TASK GOAL >>
Your response should be the complete listing, returned exactly as written.

□ □ □ □ □

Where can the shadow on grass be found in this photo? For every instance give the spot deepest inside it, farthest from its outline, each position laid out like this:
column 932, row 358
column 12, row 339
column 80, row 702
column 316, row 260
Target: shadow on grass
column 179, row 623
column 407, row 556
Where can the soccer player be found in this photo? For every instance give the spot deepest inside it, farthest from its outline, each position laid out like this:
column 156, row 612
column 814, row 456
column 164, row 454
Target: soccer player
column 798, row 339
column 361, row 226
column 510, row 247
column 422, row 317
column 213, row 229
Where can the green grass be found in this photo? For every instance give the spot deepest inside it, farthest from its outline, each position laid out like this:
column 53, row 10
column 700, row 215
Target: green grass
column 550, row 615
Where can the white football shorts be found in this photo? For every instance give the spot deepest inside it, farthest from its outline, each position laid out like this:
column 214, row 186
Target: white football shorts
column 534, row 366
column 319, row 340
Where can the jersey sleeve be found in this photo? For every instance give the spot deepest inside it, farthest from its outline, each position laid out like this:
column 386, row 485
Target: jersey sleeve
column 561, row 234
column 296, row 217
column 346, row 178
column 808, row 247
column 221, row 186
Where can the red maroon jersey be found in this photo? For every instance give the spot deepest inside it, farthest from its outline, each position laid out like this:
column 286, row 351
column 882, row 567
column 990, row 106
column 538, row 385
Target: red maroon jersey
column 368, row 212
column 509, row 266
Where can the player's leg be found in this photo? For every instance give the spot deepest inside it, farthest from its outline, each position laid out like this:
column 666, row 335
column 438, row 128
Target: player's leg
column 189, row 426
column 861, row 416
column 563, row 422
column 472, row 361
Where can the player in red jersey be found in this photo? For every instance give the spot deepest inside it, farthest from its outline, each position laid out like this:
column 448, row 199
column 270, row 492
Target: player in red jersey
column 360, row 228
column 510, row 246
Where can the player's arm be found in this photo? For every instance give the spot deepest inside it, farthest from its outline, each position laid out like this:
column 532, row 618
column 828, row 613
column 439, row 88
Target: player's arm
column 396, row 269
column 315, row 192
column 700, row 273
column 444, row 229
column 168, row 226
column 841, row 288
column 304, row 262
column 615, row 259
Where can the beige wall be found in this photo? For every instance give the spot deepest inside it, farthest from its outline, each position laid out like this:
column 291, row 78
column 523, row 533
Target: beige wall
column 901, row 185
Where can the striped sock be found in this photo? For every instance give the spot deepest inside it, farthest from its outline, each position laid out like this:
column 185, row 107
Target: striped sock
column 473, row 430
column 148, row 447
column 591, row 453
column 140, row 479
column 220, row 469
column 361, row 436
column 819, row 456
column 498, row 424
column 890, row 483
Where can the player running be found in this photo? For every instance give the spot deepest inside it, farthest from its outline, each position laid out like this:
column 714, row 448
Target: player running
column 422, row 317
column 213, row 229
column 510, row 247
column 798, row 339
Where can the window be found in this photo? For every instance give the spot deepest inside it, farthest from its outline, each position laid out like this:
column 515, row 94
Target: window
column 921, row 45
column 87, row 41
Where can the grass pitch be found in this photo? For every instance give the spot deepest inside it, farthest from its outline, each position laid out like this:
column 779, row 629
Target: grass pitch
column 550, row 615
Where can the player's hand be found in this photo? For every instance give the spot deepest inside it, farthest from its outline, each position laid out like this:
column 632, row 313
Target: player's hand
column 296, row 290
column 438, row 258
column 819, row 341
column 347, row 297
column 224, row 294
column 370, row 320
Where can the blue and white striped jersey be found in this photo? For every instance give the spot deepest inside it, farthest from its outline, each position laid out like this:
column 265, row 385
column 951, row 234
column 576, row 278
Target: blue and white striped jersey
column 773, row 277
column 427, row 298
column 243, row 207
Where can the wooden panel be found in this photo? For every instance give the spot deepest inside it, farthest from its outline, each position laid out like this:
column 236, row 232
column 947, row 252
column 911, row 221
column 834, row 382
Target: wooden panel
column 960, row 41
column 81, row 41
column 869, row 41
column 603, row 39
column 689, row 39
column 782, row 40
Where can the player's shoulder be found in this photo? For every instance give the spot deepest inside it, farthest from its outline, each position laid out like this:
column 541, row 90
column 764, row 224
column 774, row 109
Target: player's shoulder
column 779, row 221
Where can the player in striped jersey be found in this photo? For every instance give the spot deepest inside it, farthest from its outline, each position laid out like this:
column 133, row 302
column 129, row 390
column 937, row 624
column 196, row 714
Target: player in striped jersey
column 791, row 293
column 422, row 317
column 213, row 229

□ □ □ □ □

ANSWER BOX >>
Where can the shadow on grass be found in this photo? For every instance give the spot deepest inside it, farthest from its outline, each position laid out like this:
column 932, row 358
column 12, row 339
column 80, row 702
column 316, row 260
Target: shadow on grass
column 179, row 623
column 407, row 556
Where can the soccer player be found in this photo? For every instance give the spot deepest inside it, farthest from its outline, each position laid out like this:
column 156, row 612
column 814, row 456
column 164, row 454
Target: soccer player
column 798, row 339
column 361, row 226
column 510, row 247
column 422, row 317
column 213, row 229
Where can the green grass be found in this photo? For every instance give the spot deepest inside it, farthest from its outline, each position laid out like this:
column 53, row 10
column 700, row 215
Target: green grass
column 550, row 615
Where can the white football shorts be found in this photo? For every instance give the spot deepest inside it, farthest from its outline, each position laid out like this:
column 214, row 186
Target: white football shorts
column 534, row 366
column 319, row 340
Where can the jersey sleeve be found in this photo? For every instance give the spot deepest inside it, farthest from its outline, each position laid out like this:
column 386, row 485
Target: jersey sleeve
column 561, row 234
column 296, row 217
column 346, row 178
column 808, row 247
column 221, row 186
Where can the red maroon jersey be found in this photo? For every instance give the spot deepest inside it, farthest from its outline, each position laid out like this:
column 286, row 351
column 882, row 567
column 990, row 106
column 538, row 385
Target: red maroon jersey
column 368, row 212
column 509, row 266
Where can the player's leg be found in this photo? For every instance give the spot deepest inside it, farthest from its outline, each position laid out like this:
column 666, row 335
column 438, row 128
Target: player's leg
column 189, row 426
column 861, row 416
column 563, row 422
column 472, row 361
Where can the player in red jersey be found in this photo? For every instance give the spot deepest inside it, farthest from its outline, each position laid out like this:
column 448, row 199
column 270, row 492
Target: player in red jersey
column 360, row 228
column 510, row 246
Where can the player's arm be found in this photo? For every instance give the spot deepest inside it, farthest from its outline, each position laid out like this:
column 532, row 618
column 828, row 613
column 439, row 88
Target: player's arm
column 396, row 269
column 315, row 192
column 700, row 273
column 444, row 229
column 168, row 226
column 841, row 288
column 304, row 262
column 615, row 259
Where can the beige wall be found in this photo? For every instance give the spot deepest inside it, farthest from its outline, each position laid out like this:
column 291, row 78
column 523, row 533
Target: beige wall
column 901, row 185
Where can the striped sock be found in this photo? For every instance give the spot deepest inside it, farthest from its outline, each position laid out like this:
column 185, row 107
Target: striped sock
column 473, row 430
column 148, row 447
column 591, row 453
column 140, row 479
column 220, row 469
column 361, row 436
column 819, row 456
column 498, row 424
column 890, row 483
Where can the player running be found in this photo? For every instance give the spot deepest inside it, farthest from its outline, each position laid out like this:
column 714, row 448
Target: player running
column 422, row 317
column 213, row 229
column 510, row 247
column 798, row 339
Where can the window be found in this photo? For every instance give the spot deepest inside it, farthest from its outline, each position laid out like this:
column 515, row 94
Target: window
column 921, row 45
column 87, row 41
Where can the grass pitch be found in this photo? For every instance give the spot deepest inside it, farthest from its outline, each position laid out like this:
column 779, row 629
Target: grass pitch
column 550, row 615
Where can the player's hand be found in this photo? For every instance give the spot deepest inside it, farthest from its outline, each position laid out like this:
column 632, row 313
Target: player's hand
column 296, row 290
column 438, row 258
column 819, row 341
column 347, row 297
column 224, row 294
column 370, row 320
Where can the blue and white striped jersey be found in this photo? For every instance give the spot deepest inside it, farthest from its outline, each position laid out like this:
column 265, row 385
column 951, row 234
column 576, row 278
Target: blue and white striped jersey
column 773, row 277
column 427, row 298
column 243, row 207
Where can the wooden panel be found in this photo? For every instance give the spot deepest inside it, farthest from its outline, each position laid out like this:
column 236, row 232
column 947, row 252
column 911, row 221
column 834, row 382
Target: wooden panel
column 960, row 41
column 81, row 41
column 869, row 41
column 603, row 39
column 689, row 39
column 782, row 40
Where can the player's shoulder be found in this photo? For every instance give the spot deepest inside it, farthest from its outline, each position laid out like this:
column 541, row 90
column 764, row 224
column 774, row 109
Target: player's shoulder
column 779, row 221
Where can the player in striped jersey be found in this photo? For every instance give the spot deepest inside it, farthest from its outline, each position laid out like this:
column 133, row 302
column 129, row 390
column 937, row 624
column 196, row 714
Target: player in striped jersey
column 791, row 293
column 422, row 317
column 213, row 229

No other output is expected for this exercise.